▸ **Supplied data**
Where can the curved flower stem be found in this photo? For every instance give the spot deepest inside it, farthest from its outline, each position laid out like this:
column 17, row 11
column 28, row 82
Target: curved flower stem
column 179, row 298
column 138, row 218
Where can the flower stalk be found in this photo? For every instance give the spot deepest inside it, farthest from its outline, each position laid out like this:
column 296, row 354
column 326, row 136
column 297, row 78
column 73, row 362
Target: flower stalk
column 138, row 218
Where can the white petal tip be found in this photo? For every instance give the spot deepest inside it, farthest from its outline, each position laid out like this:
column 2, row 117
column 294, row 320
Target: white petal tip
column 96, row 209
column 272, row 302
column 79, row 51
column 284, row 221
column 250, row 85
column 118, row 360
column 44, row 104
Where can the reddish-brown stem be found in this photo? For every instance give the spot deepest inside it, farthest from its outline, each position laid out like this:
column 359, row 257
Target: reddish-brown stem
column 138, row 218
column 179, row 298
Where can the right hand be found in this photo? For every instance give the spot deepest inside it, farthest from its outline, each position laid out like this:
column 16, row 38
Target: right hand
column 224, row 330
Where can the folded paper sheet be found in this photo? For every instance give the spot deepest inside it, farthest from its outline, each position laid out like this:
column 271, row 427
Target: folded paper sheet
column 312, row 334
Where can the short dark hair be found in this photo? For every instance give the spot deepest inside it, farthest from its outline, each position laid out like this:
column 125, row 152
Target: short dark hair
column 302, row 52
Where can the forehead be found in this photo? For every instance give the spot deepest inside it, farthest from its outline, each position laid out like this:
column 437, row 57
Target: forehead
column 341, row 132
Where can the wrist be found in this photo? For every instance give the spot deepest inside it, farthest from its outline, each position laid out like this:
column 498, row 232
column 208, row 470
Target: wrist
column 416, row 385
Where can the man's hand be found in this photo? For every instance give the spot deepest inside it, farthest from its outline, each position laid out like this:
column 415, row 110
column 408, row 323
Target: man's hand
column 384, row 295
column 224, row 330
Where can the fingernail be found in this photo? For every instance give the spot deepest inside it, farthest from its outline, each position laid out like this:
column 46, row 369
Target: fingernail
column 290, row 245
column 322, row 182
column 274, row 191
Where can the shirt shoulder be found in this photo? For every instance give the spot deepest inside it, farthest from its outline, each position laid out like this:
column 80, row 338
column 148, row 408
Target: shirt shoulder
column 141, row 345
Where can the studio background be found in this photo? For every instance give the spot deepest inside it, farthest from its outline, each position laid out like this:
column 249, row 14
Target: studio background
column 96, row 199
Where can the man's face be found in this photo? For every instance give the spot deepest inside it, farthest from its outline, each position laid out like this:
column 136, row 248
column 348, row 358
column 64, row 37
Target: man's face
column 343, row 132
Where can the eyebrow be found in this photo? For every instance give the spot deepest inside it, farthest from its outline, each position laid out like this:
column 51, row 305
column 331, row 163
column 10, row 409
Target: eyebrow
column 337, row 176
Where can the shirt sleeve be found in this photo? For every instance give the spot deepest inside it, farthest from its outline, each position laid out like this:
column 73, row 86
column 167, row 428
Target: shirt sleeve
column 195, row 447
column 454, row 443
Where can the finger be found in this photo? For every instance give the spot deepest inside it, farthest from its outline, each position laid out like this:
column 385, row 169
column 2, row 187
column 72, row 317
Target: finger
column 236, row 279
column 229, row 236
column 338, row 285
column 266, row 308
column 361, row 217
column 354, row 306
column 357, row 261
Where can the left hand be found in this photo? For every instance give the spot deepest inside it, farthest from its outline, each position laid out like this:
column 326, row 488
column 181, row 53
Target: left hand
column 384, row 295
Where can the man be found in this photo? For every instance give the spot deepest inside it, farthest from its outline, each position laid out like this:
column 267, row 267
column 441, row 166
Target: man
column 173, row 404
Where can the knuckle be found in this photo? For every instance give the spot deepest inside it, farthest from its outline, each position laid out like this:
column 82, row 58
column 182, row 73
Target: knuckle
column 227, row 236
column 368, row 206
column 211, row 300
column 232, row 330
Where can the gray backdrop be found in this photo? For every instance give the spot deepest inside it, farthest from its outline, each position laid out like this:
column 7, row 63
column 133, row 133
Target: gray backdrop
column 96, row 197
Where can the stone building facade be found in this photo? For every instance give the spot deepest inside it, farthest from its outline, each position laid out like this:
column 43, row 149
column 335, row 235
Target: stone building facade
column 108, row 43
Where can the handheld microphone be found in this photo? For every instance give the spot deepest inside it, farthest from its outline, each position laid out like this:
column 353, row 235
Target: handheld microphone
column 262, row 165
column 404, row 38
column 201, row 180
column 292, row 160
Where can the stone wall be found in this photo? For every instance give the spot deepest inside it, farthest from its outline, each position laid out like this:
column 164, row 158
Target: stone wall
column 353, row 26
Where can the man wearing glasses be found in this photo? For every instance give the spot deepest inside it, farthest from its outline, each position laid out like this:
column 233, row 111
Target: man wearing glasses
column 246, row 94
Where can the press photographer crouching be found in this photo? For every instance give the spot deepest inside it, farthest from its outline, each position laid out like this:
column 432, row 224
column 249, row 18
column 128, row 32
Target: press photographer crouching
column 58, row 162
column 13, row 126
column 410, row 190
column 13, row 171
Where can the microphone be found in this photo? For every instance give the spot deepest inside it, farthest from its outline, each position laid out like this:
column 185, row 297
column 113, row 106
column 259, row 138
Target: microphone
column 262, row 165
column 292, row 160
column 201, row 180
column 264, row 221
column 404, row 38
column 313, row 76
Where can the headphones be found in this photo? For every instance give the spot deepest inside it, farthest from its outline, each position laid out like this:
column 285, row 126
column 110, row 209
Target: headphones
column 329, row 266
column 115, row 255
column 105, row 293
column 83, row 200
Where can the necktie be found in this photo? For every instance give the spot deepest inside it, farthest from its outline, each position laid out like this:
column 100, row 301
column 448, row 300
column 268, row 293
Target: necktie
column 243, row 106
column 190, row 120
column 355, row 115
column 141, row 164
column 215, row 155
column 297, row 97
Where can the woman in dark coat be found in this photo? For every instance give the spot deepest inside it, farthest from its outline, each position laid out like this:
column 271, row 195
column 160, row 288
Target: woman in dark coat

▸ **Exercise objective**
Given the records above, restate word for word only the lines starting at the one with "column 326, row 136" and ending at the one with "column 46, row 369".

▸ **Expected answer**
column 326, row 136
column 297, row 78
column 73, row 362
Target: flower stalk
column 138, row 218
Where can the white petal tip be found in this photo? For every instance give the spot deepest inside it, farthest from its outline, each position laid out like this:
column 2, row 117
column 294, row 320
Target: white petal tip
column 96, row 209
column 272, row 302
column 79, row 51
column 284, row 221
column 250, row 85
column 118, row 360
column 44, row 104
Where can the reddish-brown stem be found in this photo? For every instance give the spot deepest inside it, farthest from its outline, each position laid out like this:
column 359, row 257
Target: reddish-brown stem
column 138, row 218
column 179, row 298
Where can the right hand be found in this photo? For every instance give the spot deepest inside it, farthest from its outline, each position laid out like this:
column 16, row 38
Target: right hand
column 224, row 330
Where can the folded paper sheet be found in this photo? For every instance give the spot deepest inside it, farthest from its outline, each position laid out like this:
column 271, row 427
Target: folded paper sheet
column 312, row 334
Where can the short dark hair be found in this photo? For every instance give the spot deepest inside it, farthest from its outline, each position laid out like this:
column 125, row 152
Target: short dark hair
column 302, row 52
Where can the forehead be found in this photo? For every instance give the spot deepest inside it, farthest from its outline, each position laid out like this:
column 437, row 57
Target: forehead
column 341, row 132
Where can the wrist be found in this photo? For every instance give the spot deepest inside it, farthest from its outline, each position laid out like this:
column 498, row 232
column 208, row 470
Target: wrist
column 416, row 385
Where can the man's hand be found in this photo? For every instance give the spot deepest inside it, farthest from its outline, each position laid out like this:
column 415, row 110
column 408, row 323
Target: man's hand
column 384, row 295
column 224, row 330
Where can the fingernail be found in this photo? For every instance give the spot deepest inside it, farthest from its outline, each position laid out like this:
column 46, row 369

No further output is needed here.